What is being asked:
Turn each line of the records below into one entry of a numbered list, leaving out any blank lines.

Exercise input:
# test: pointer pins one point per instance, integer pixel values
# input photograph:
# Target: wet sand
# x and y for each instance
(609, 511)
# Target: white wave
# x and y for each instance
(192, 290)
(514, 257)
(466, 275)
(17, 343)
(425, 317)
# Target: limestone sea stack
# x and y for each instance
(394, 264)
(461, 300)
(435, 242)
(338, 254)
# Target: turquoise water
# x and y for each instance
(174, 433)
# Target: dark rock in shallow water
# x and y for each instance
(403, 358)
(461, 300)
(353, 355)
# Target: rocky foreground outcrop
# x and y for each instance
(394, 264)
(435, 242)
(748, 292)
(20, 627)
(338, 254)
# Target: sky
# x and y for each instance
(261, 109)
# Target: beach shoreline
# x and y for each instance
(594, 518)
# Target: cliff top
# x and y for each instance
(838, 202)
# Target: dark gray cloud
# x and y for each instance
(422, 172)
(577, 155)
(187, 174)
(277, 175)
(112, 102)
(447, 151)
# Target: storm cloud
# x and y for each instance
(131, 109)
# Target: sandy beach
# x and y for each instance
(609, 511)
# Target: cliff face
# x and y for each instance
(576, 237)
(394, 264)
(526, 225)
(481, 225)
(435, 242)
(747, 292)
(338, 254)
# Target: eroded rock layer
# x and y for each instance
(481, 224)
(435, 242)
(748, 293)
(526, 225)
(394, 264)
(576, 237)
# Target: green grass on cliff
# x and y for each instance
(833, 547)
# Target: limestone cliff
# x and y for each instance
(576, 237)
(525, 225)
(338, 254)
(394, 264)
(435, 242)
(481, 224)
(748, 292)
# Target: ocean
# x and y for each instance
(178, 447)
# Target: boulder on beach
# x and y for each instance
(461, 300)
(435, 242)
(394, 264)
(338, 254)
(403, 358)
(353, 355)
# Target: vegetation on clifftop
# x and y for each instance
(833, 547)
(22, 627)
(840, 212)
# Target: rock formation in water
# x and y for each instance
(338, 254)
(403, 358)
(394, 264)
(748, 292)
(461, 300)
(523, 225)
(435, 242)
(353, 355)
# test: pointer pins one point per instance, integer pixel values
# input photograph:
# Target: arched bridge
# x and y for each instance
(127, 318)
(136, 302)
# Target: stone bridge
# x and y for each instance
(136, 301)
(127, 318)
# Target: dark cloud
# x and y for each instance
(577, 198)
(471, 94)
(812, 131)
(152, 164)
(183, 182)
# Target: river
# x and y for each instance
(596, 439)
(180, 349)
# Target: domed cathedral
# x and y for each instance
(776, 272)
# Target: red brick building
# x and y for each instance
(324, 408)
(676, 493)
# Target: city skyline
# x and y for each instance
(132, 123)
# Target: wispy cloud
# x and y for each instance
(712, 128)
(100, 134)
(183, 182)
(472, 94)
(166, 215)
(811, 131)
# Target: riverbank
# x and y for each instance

Answer in full:
1. # test: pointer pins one point per instance, integer pixel values
2. # input photograph:
3. # Target: wet sand
4. # x and y for each instance
5. (609, 511)
6. # Target: white wave
7. # x and y for each instance
8. (192, 290)
9. (514, 257)
10. (466, 275)
11. (17, 343)
12. (425, 317)
13. # Target: limestone sea stack
14. # x and y for each instance
15. (394, 264)
16. (461, 300)
17. (435, 242)
18. (338, 254)
19. # Target: turquoise water
20. # x and y for each instance
21. (174, 433)
22. # Target: dark rock in shallow water
23. # x and y for each instance
24. (403, 358)
25. (461, 300)
26. (353, 355)
27. # Target: rocky foreground outcrop
28. # x and y for each instance
29. (394, 264)
30. (435, 242)
31. (748, 292)
32. (20, 627)
33. (338, 254)
34. # Target: sky
35. # x and y for each instance
36. (261, 109)
37. # Target: beach shoreline
38. # x and y for each instance
39. (594, 518)
40. # Target: cliff top
41. # x and y for each instance
42. (838, 202)
43. # Target: dark gray cloud
44. # x and y for each instance
45. (422, 172)
46. (577, 155)
47. (187, 174)
48. (277, 175)
49. (112, 102)
50. (447, 151)
51. # Target: storm cloud
52. # x and y for each instance
53. (131, 109)
54. # Target: sandy beach
55. # x and y for each instance
56. (609, 511)
57. # Target: cliff face
58. # x and y for each instance
59. (576, 237)
60. (394, 264)
61. (526, 225)
62. (481, 225)
63. (435, 242)
64. (747, 292)
65. (338, 254)
66. # Target: eroded rock layer
67. # x and y for each instance
68. (481, 224)
69. (435, 242)
70. (748, 293)
71. (526, 225)
72. (394, 264)
73. (576, 237)
74. # Target: green grass on cliff
75. # x and y for each instance
76. (833, 547)
77. # Target: limestone cliff
78. # x and y for each instance
79. (576, 237)
80. (525, 225)
81. (338, 254)
82. (394, 264)
83. (435, 242)
84. (481, 224)
85. (748, 292)
86. # Target: ocean
87. # x and y for each instance
88. (178, 447)
89. # Target: boulder on beach
90. # x and y for each instance
91. (461, 300)
92. (435, 242)
93. (394, 264)
94. (338, 254)
95. (403, 358)
96. (353, 355)
97. # Target: vegetation on clifftop
98. # x and y for each instance
99. (833, 547)
100. (22, 627)
101. (840, 212)
102. # Target: rock formation in water
103. # x and y for each instance
104. (338, 254)
105. (403, 358)
106. (394, 264)
107. (748, 292)
108. (461, 300)
109. (523, 225)
110. (435, 242)
111. (353, 355)
112. # test: pointer pins one point per instance, integer pixel values
113. # input photograph:
114. # Target: arched bridge
115. # x and y for each instance
116. (127, 318)
117. (136, 302)
118. # Target: stone bridge
119. # x and y for each instance
120. (136, 301)
121. (127, 318)
122. # Target: dark cloud
123. # x and y for each instance
124. (577, 198)
125. (471, 94)
126. (812, 131)
127. (152, 164)
128. (183, 182)
129. # Target: river
130. # x and y for each instance
131. (596, 439)
132. (180, 349)
133. # Target: domed cathedral
134. # x and y for each instance
135. (776, 272)
136. # Target: red brick building
137. # x and y for each instance
138. (324, 408)
139. (676, 493)
140. # Target: city skyline
141. # x and y for each instance
142. (132, 123)
143. # Target: wispy cloud
144. # x and y for each instance
145. (712, 128)
146. (100, 134)
147. (183, 182)
148. (472, 94)
149. (166, 215)
150. (811, 131)
151. # Target: riverbank
152. # x and y for each instance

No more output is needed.